**Work required**
All of the data needs to be repeated exactly.

**Material to process**
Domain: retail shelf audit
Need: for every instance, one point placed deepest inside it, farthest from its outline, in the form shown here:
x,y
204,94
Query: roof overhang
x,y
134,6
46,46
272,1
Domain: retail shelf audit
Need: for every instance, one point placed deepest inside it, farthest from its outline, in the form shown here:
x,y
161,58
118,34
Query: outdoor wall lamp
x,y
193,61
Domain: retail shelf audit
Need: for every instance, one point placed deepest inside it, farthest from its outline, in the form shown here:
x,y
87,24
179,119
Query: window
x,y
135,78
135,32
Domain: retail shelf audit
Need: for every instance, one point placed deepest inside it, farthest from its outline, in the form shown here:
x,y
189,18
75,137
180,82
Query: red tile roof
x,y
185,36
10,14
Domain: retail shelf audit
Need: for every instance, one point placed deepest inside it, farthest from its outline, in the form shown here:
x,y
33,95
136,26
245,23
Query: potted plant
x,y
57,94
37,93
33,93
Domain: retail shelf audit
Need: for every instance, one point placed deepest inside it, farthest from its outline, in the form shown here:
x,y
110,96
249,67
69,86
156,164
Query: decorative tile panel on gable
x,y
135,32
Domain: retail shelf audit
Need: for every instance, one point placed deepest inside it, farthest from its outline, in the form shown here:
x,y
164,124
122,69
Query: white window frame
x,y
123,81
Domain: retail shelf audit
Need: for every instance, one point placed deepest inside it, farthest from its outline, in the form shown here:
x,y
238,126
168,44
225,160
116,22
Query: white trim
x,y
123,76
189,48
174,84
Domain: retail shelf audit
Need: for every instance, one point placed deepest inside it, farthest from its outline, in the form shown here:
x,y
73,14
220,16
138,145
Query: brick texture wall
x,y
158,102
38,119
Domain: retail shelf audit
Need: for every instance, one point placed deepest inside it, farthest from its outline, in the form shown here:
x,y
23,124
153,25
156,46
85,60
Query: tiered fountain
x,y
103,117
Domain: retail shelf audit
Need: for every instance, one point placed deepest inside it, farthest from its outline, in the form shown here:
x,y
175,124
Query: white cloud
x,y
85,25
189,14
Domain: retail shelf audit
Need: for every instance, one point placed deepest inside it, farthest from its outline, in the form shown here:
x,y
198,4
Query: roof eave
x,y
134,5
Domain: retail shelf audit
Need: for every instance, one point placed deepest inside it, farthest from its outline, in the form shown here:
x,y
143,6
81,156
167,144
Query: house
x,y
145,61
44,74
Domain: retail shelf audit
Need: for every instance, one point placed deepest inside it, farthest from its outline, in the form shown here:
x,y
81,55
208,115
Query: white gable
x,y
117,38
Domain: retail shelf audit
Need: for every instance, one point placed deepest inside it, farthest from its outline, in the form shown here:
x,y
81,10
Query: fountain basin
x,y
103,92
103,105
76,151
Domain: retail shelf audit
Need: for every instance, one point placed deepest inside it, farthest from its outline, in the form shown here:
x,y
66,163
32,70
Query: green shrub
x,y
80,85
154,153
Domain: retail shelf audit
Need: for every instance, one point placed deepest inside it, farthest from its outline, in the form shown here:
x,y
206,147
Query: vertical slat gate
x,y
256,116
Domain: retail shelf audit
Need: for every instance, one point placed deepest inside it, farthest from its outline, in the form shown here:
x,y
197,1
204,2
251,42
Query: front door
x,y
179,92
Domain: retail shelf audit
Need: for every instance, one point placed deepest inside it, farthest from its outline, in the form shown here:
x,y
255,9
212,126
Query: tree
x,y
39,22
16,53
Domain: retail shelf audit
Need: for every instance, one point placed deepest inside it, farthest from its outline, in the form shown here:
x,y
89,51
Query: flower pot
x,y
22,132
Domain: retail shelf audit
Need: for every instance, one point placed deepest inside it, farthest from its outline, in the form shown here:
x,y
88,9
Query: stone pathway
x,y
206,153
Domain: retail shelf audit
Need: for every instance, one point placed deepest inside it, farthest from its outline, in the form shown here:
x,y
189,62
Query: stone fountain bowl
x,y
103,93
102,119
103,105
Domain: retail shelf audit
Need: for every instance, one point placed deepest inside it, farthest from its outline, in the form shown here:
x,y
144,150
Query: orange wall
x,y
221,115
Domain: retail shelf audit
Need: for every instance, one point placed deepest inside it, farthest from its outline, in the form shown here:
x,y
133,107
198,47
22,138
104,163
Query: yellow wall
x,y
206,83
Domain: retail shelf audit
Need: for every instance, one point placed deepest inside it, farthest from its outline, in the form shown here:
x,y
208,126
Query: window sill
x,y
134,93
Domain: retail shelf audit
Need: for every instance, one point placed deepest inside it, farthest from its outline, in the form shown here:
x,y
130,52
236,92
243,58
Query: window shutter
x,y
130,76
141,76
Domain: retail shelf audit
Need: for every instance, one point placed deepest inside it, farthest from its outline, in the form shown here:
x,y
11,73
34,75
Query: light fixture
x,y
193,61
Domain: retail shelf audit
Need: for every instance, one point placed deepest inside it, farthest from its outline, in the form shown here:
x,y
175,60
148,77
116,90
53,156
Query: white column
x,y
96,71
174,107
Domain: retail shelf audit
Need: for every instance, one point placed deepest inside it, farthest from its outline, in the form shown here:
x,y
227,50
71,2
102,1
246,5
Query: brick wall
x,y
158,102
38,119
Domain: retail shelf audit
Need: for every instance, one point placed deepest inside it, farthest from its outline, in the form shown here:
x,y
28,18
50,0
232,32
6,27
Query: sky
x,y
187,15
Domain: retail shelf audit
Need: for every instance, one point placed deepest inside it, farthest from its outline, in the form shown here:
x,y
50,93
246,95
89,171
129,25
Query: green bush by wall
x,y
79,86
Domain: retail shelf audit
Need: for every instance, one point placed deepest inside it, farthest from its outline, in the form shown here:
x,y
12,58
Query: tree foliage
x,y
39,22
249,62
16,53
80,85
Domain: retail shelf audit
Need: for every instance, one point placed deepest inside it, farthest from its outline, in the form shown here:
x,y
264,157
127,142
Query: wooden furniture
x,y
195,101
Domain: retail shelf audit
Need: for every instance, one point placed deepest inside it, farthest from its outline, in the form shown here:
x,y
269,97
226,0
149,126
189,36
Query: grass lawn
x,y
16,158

**Solution to the problem**
Domain: retail shelf audit
Need: for every instance, one point placed deepest inside it, farthest from its outline, in the form shown here:
x,y
204,94
Query: roof overhang
x,y
134,6
46,46
272,1
Domain: retail shelf audit
Need: for every instance, one point placed deepest inside it, farthest from its outline, in the form shown here:
x,y
161,58
118,34
Query: outdoor wall lamp
x,y
193,61
Domain: retail shelf audit
Need: for every instance, one point placed deepest inside it, farthest from its outline, in the form shown here:
x,y
87,24
179,119
Query: window
x,y
135,78
135,32
Domain: retail shelf audit
Need: for every instance, one point placed deepest inside it, farthest from its outline, in the form shown here:
x,y
189,18
75,137
180,82
Query: red tile roof
x,y
185,36
10,14
Domain: retail shelf audit
Need: for every instance, one point placed deepest inside it, farthest from its outline, in the form shown here:
x,y
33,95
136,26
245,23
Query: potted plant
x,y
57,94
37,93
33,93
Domain: retail shelf audit
Need: for every instance, one point placed deepest inside it, farthest from its outline, in the form shown here:
x,y
110,96
249,67
69,86
156,164
Query: decorative tile panel on gable
x,y
135,32
Domain: retail shelf audit
Need: for every instance, one point placed deepest inside it, farthest from its outline, in the form shown here:
x,y
164,124
122,69
Query: white window frame
x,y
123,81
Domain: retail shelf audit
Need: for every instance, one point placed deepest inside it, farthest from its outline, in the form shown here:
x,y
238,126
168,44
225,160
116,22
Query: white trim
x,y
123,76
189,48
174,84
Domain: retail shelf audit
Need: for every instance, one point placed deepest inside it, farthest from its outline, in the form shown here:
x,y
73,14
220,16
138,145
Query: brick texture wall
x,y
158,102
38,119
Domain: retail shelf audit
Need: for every instance, one point placed deepest inside it, farthest from its outline, in the form shown here:
x,y
23,124
153,25
156,46
85,60
Query: tiered fountain
x,y
103,117
Domain: retail shelf audit
Need: for every instance, one point placed deepest inside it, farthest from its outline, in the form shown here:
x,y
175,124
Query: white cloud
x,y
85,25
189,14
Domain: retail shelf audit
Need: for every instance, one point placed deepest inside it, farthest from its outline, in the form shown here:
x,y
198,4
Query: roof eave
x,y
134,5
Domain: retail shelf audit
Need: for every instance, one point placed deepest inside it, farthest from its outline, in the form shown here:
x,y
143,6
81,156
167,144
Query: house
x,y
145,61
44,74
Domain: retail shelf audit
Need: for every instance, one point placed deepest inside it, farthest from its outline, in the form shown here:
x,y
81,55
208,115
Query: white gable
x,y
117,38
Domain: retail shelf audit
Need: for every instance, one point placed deepest inside it, farthest from its outline, in the form shown here:
x,y
81,10
Query: fountain basin
x,y
103,92
103,105
76,151
Domain: retail shelf audit
Need: for every instance, one point placed deepest inside it, farthest from its outline, in the form shown here:
x,y
66,163
32,70
Query: green shrub
x,y
80,85
154,153
Domain: retail shelf audit
Need: for every instance, one point placed deepest inside it, farthest from its outline, in the form shown here:
x,y
206,147
Query: vertical slat gate
x,y
256,116
Domain: retail shelf audit
Need: for every instance, one point placed deepest inside it, farthest from its outline, in the form shown here:
x,y
197,1
204,2
251,42
Query: front door
x,y
179,92
Domain: retail shelf audit
Need: for every instance, one point placed deepest inside it, farthest from its outline, in the form shown here:
x,y
255,9
212,126
Query: tree
x,y
39,22
16,53
Domain: retail shelf audit
Need: for every instance, one point placed deepest inside it, farthest from its outline, in the form shown here:
x,y
89,51
Query: flower pot
x,y
22,132
Domain: retail shelf audit
Need: for every instance, one point placed deepest inside it, farthest from its outline, in the form shown here:
x,y
88,9
Query: stone pathway
x,y
206,153
Domain: retail shelf audit
Need: for every instance, one point placed deepest inside it, farthest from its outline, in the form shown here:
x,y
189,62
Query: stone fountain bowl
x,y
103,93
102,119
103,105
Domain: retail shelf audit
Need: for every instance, one point placed deepest inside it, farthest from its outline, in the form shown here:
x,y
144,150
Query: orange wall
x,y
221,115
Domain: retail shelf audit
Need: for every instance, one point placed deepest inside it, farthest from its outline, in the form shown here:
x,y
133,107
198,47
22,138
104,163
Query: yellow wall
x,y
206,83
Domain: retail shelf audit
Need: for every instance, one point placed deepest inside it, farthest from its outline, in the form shown here:
x,y
208,126
Query: window sill
x,y
134,93
Domain: retail shelf audit
Need: for every instance, one point placed deepest inside it, farthest from its outline, in the form shown here:
x,y
130,52
236,92
243,58
Query: window shutter
x,y
130,76
141,76
Domain: retail shelf audit
Need: for every instance, one point placed deepest inside it, farthest from its outline, in the form shown here:
x,y
11,73
34,75
Query: light fixture
x,y
193,61
Domain: retail shelf audit
Need: for every instance, one point placed deepest inside it, farthest from its outline, in the form shown here:
x,y
175,60
148,77
116,90
53,156
Query: white column
x,y
96,71
174,107
Domain: retail shelf audit
Need: for every instance, one point placed deepest inside it, farthest from its outline, in the form shown here:
x,y
227,50
71,2
102,1
246,5
Query: brick wall
x,y
158,102
38,119
Domain: retail shelf audit
Need: for every instance, one point placed deepest inside it, farthest from its outline, in the form shown here:
x,y
28,18
50,0
232,32
6,27
Query: sky
x,y
187,15
Domain: retail shelf audit
Need: for every instance, one point placed deepest inside it, farthest from its outline, in the form shown here:
x,y
50,93
246,95
89,171
129,25
Query: green bush by wall
x,y
79,86
Domain: retail shelf audit
Need: for every instance, one point placed deepest inside it, farthest from its outline, in the form shown here:
x,y
12,58
Query: tree foliage
x,y
39,22
249,62
16,53
80,85
Domain: retail shelf audit
Need: for every instance, one point placed deepest inside it, farthest from its outline, in the form shown here:
x,y
264,157
127,142
Query: wooden furniture
x,y
195,101
Domain: retail shelf audit
Need: for every instance, one point placed deepest inside it, farthest from its outline, in the form shown here:
x,y
269,97
226,0
149,126
189,36
Query: grass lawn
x,y
16,158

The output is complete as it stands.